_TASK INPUTS_:
———
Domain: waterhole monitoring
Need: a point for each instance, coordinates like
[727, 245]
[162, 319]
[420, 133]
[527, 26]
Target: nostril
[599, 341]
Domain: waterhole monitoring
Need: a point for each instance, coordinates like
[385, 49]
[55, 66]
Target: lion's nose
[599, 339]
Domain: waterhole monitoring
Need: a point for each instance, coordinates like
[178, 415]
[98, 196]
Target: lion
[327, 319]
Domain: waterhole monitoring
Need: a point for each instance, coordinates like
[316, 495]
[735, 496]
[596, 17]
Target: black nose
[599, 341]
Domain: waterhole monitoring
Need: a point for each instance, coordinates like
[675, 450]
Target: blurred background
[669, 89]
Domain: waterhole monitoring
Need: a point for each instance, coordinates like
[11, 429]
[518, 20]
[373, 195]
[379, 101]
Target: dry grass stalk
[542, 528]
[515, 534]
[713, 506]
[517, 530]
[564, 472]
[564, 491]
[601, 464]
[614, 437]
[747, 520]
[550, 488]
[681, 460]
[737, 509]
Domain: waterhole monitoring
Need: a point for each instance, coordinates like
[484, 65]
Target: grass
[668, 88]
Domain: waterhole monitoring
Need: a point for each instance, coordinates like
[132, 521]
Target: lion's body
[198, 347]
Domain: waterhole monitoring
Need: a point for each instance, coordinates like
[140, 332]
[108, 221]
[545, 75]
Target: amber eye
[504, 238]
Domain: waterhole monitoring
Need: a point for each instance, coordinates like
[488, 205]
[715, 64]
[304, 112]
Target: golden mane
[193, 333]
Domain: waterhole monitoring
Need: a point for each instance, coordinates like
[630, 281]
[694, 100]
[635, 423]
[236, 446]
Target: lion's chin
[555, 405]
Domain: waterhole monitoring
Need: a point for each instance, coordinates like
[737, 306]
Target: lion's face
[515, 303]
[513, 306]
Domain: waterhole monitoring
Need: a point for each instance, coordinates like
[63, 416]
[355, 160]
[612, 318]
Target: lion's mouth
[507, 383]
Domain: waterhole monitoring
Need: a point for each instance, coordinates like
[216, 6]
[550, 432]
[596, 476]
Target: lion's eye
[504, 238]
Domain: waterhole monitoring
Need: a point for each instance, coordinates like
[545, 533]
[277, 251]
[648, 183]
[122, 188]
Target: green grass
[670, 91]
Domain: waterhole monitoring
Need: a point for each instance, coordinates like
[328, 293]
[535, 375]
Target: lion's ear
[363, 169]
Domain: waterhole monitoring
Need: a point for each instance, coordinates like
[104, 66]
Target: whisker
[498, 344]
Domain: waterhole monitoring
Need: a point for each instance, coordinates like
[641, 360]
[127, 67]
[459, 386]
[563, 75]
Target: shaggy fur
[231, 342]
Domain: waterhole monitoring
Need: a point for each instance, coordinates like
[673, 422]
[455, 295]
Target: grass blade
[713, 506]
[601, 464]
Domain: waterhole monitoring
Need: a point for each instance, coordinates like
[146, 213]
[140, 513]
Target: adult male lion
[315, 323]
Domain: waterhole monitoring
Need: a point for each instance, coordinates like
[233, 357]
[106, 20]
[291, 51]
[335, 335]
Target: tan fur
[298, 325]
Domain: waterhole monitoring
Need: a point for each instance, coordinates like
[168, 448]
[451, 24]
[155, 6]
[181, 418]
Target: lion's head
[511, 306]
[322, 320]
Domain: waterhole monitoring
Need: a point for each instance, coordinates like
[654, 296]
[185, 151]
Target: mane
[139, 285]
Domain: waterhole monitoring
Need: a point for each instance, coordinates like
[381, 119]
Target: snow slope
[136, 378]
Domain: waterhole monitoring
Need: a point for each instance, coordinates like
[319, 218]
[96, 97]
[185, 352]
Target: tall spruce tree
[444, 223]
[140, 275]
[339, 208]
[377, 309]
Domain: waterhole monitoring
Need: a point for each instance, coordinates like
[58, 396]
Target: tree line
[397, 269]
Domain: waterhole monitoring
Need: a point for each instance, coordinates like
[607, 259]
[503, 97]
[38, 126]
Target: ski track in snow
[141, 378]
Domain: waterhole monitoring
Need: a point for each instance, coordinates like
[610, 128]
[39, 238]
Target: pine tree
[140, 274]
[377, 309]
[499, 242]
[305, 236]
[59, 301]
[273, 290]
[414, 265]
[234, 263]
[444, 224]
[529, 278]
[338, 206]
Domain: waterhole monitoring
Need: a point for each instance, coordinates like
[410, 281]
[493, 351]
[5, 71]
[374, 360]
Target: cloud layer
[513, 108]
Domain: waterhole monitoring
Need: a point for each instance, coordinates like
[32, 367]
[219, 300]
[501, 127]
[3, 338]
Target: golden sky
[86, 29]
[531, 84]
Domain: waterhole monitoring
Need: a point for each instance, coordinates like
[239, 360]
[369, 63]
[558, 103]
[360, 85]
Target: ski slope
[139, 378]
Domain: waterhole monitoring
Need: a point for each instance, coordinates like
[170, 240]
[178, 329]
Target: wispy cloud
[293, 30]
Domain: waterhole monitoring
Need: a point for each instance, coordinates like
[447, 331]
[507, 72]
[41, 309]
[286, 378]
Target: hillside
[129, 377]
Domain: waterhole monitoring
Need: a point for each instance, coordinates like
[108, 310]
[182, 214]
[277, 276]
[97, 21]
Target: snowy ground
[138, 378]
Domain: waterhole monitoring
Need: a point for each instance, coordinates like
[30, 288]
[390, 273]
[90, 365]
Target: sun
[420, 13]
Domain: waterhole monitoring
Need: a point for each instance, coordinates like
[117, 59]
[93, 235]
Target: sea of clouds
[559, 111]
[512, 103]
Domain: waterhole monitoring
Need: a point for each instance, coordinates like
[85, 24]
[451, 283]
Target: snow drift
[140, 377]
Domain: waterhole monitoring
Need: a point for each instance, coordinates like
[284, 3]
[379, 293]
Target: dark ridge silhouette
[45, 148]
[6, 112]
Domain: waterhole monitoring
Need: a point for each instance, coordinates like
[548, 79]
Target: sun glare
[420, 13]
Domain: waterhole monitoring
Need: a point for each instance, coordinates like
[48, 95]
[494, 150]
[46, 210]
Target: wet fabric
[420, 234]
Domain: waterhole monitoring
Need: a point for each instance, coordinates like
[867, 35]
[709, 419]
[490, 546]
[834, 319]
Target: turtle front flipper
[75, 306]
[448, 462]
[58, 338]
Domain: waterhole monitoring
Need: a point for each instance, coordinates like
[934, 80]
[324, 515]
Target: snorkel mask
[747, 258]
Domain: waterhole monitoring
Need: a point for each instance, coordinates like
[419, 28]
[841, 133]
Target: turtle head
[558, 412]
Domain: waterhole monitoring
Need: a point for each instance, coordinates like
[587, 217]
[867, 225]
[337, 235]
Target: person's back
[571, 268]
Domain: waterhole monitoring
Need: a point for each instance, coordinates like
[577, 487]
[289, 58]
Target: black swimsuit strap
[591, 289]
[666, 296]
———
_TASK TO CARRY OUT_: Quote all the records exactly, please, leaving none out.

_SOLUTION FOR THIS EXERCISE_:
Domain: waterhole monitoring
Need: a point for each instance, coordinates like
[727, 245]
[162, 319]
[420, 133]
[527, 26]
Target: nostril
[599, 341]
Domain: waterhole monitoring
Need: a point for each instance, coordinates like
[385, 49]
[55, 66]
Target: lion's nose
[599, 339]
Domain: waterhole monitoring
Need: a point for each instance, coordinates like
[178, 415]
[98, 196]
Target: lion
[327, 319]
Domain: waterhole monitoring
Need: a point for each instance, coordinates like
[316, 495]
[735, 496]
[596, 17]
Target: black nose
[599, 341]
Domain: waterhole monitoring
Need: a point for each instance, coordinates like
[675, 450]
Target: blurred background
[669, 89]
Domain: waterhole monitoring
Need: a point for each instance, coordinates like
[11, 429]
[518, 20]
[373, 195]
[379, 101]
Target: dry grass stalk
[542, 528]
[515, 534]
[713, 506]
[517, 530]
[564, 472]
[564, 491]
[601, 464]
[614, 437]
[747, 520]
[550, 488]
[681, 460]
[737, 509]
Domain: waterhole monitoring
Need: a point for each instance, coordinates like
[484, 65]
Target: grass
[668, 88]
Domain: waterhole monitoring
Need: a point for each instance, coordinates like
[132, 521]
Target: lion's body
[198, 347]
Domain: waterhole monitoring
Need: a point for each instance, coordinates like
[140, 332]
[108, 221]
[545, 75]
Target: amber eye
[504, 238]
Domain: waterhole monitoring
Need: a point for each instance, coordinates like
[488, 205]
[715, 64]
[304, 112]
Target: golden mane
[193, 333]
Domain: waterhole monitoring
Need: a point for each instance, coordinates like
[630, 281]
[694, 100]
[635, 423]
[236, 446]
Target: lion's chin
[555, 405]
Domain: waterhole monitoring
Need: a point for each instance, coordinates like
[737, 306]
Target: lion's face
[515, 303]
[513, 306]
Domain: waterhole monitoring
Need: a point for each instance, coordinates like
[63, 416]
[355, 160]
[612, 318]
Target: lion's mouth
[507, 383]
Domain: waterhole monitoring
Need: a point for each instance, coordinates like
[216, 6]
[550, 432]
[596, 476]
Target: lion's eye
[504, 238]
Domain: waterhole monitoring
Need: a point for each instance, coordinates like
[545, 533]
[277, 251]
[648, 183]
[122, 188]
Target: green grass
[670, 91]
Domain: waterhole monitoring
Need: a point for each instance, coordinates like
[328, 293]
[535, 375]
Target: lion's ear
[363, 169]
Domain: waterhole monitoring
Need: a point for each instance, coordinates like
[104, 66]
Target: whisker
[498, 344]
Domain: waterhole monitoring
Need: a point for each instance, coordinates like
[641, 360]
[127, 67]
[459, 386]
[563, 75]
Target: shaggy fur
[231, 342]
Domain: waterhole monitoring
Need: a point for each instance, coordinates like
[673, 422]
[455, 295]
Target: grass blade
[713, 506]
[601, 464]
Domain: waterhole monitoring
Need: a point for each instance, coordinates like
[146, 213]
[140, 513]
Target: adult male lion
[315, 323]
Domain: waterhole monitoring
Need: a point for each instance, coordinates like
[233, 357]
[106, 20]
[291, 51]
[335, 335]
Target: tan fur
[298, 325]
Domain: waterhole monitoring
Need: a point for each instance, coordinates like
[168, 448]
[451, 24]
[155, 6]
[181, 418]
Target: lion's head
[511, 306]
[322, 320]
Domain: waterhole monitoring
Need: a point for each instance, coordinates like
[654, 296]
[185, 151]
Target: mane
[139, 285]
Domain: waterhole monitoring
Need: a point for each instance, coordinates like
[381, 119]
Target: snow slope
[136, 378]
Domain: waterhole monitoring
Need: a point for each instance, coordinates like
[319, 218]
[96, 97]
[185, 352]
Target: tall spruce tree
[444, 223]
[140, 275]
[339, 208]
[377, 309]
Domain: waterhole monitoring
Need: a point for each instance, coordinates like
[58, 396]
Target: tree line
[397, 269]
Domain: waterhole monitoring
Need: a point for each instance, coordinates like
[607, 259]
[503, 97]
[38, 126]
Target: ski track in snow
[141, 378]
Domain: waterhole monitoring
Need: a point for each instance, coordinates like
[610, 128]
[39, 238]
Target: pine tree
[140, 274]
[377, 309]
[499, 242]
[305, 236]
[59, 301]
[273, 290]
[414, 265]
[234, 263]
[444, 224]
[529, 278]
[338, 206]
Domain: waterhole monitoring
Need: a point for each instance, coordinates like
[410, 281]
[493, 351]
[5, 71]
[374, 360]
Target: cloud layer
[513, 108]
Domain: waterhole monitoring
Need: a point for each instance, coordinates like
[32, 367]
[219, 300]
[501, 127]
[3, 338]
Target: golden sky
[86, 29]
[531, 84]
Domain: waterhole monitoring
Need: a point for each instance, coordinates like
[239, 360]
[369, 63]
[558, 103]
[360, 85]
Target: ski slope
[139, 378]
Domain: waterhole monitoring
Need: a point for each instance, coordinates like
[170, 240]
[178, 329]
Target: wispy cloud
[293, 30]
Domain: waterhole monitoring
Need: a point for each instance, coordinates like
[447, 331]
[507, 72]
[41, 309]
[286, 378]
Target: hillside
[129, 377]
Domain: waterhole monitoring
Need: a point for each instance, coordinates like
[108, 310]
[182, 214]
[277, 276]
[97, 21]
Target: snowy ground
[138, 378]
Domain: waterhole monitoring
Need: a point for each instance, coordinates like
[30, 288]
[390, 273]
[90, 365]
Target: sun
[420, 13]
Domain: waterhole monitoring
Need: a point for each instance, coordinates like
[117, 59]
[93, 235]
Target: sea of clouds
[559, 111]
[512, 103]
Domain: waterhole monitoring
Need: a point for each instance, coordinates like
[85, 24]
[451, 283]
Target: snow drift
[140, 377]
Domain: waterhole monitoring
Need: a point for each instance, coordinates like
[284, 3]
[379, 293]
Target: dark ridge silhouette
[45, 148]
[6, 112]
Domain: waterhole monitoring
Need: a point for each instance, coordinates like
[548, 79]
Target: sun glare
[420, 13]
Domain: waterhole monitoring
Need: a point for each instance, coordinates like
[48, 95]
[494, 150]
[46, 210]
Target: wet fabric
[420, 234]
Domain: waterhole monitoring
Need: a point for each instance, coordinates like
[867, 35]
[709, 419]
[490, 546]
[834, 319]
Target: turtle front flipper
[75, 306]
[448, 462]
[58, 338]
Domain: waterhole monitoring
Need: a point for each instance, coordinates like
[934, 80]
[324, 515]
Target: snorkel mask
[747, 258]
Domain: waterhole monitoring
Need: a point for each instance, coordinates like
[419, 28]
[841, 133]
Target: turtle head
[558, 412]
Domain: waterhole monitoring
Need: a point for each instance, coordinates like
[587, 217]
[867, 225]
[337, 235]
Target: person's back
[571, 268]
Domain: waterhole monitoring
Need: a point for each instance, coordinates like
[577, 487]
[289, 58]
Target: black swimsuit strap
[591, 289]
[666, 296]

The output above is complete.